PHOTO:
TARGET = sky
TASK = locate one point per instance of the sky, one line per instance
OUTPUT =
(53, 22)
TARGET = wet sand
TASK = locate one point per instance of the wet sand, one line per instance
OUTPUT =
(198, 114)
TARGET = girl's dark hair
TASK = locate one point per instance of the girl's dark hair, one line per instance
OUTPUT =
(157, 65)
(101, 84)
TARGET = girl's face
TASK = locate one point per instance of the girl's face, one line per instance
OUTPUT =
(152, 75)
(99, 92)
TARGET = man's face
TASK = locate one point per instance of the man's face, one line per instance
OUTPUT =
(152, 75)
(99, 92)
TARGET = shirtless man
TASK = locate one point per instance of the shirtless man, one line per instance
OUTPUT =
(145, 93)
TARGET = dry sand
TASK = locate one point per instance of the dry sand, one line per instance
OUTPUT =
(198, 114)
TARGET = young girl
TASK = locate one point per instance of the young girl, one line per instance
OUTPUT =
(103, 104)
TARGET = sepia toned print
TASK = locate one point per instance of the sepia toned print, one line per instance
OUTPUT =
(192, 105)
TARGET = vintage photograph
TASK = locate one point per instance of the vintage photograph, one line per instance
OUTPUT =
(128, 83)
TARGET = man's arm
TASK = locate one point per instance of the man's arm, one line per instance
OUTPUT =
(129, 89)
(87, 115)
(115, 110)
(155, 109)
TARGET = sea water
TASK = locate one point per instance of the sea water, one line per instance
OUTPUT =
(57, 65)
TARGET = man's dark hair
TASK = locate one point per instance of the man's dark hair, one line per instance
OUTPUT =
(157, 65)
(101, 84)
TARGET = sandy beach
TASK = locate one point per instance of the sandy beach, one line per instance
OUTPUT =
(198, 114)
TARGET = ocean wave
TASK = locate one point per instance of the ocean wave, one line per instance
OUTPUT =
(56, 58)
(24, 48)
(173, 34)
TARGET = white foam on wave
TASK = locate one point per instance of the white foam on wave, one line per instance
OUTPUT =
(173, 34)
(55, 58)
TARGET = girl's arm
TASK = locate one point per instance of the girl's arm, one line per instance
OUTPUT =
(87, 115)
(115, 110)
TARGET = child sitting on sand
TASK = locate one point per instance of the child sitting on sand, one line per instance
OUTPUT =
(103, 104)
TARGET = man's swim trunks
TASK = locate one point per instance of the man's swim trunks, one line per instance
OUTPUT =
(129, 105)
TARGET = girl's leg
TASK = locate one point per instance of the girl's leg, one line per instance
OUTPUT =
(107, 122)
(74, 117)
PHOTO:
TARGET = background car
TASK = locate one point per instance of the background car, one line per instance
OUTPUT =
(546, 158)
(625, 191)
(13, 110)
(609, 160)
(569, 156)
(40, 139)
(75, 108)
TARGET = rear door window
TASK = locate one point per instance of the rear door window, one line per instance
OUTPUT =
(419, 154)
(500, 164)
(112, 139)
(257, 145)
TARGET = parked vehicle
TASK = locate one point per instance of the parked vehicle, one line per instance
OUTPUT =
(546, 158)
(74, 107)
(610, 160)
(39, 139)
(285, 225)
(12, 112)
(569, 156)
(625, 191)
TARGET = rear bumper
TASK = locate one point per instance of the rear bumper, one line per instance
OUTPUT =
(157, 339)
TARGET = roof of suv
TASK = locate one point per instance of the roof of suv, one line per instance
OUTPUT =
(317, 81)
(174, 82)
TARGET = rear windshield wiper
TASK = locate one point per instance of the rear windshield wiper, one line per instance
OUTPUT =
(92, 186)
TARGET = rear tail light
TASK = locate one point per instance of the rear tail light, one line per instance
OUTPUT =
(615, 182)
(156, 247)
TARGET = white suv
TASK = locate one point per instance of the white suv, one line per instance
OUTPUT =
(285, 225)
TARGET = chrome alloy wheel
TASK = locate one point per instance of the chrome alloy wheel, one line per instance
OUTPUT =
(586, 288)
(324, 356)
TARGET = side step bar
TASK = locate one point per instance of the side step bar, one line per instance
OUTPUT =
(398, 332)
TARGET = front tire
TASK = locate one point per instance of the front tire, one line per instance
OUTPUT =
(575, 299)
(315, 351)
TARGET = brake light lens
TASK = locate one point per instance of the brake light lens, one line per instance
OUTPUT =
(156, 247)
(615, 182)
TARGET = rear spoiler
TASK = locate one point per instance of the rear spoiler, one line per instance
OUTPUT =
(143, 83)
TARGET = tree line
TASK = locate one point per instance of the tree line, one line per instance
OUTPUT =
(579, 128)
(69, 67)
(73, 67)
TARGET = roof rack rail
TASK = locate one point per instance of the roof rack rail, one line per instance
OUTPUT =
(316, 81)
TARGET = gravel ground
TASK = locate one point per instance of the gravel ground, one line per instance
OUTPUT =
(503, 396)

## What is asked
Rescale the lines above from the line with "TARGET = gravel ground" through the end of the records, requests included. Multiply every point coordinate in the answers by 2.25 and round each result to a whole number, with halves rounded up.

## Finished task
TARGET = gravel ground
TASK = locate one point per instance of the gravel ground, one line per instance
OUTPUT =
(1132, 891)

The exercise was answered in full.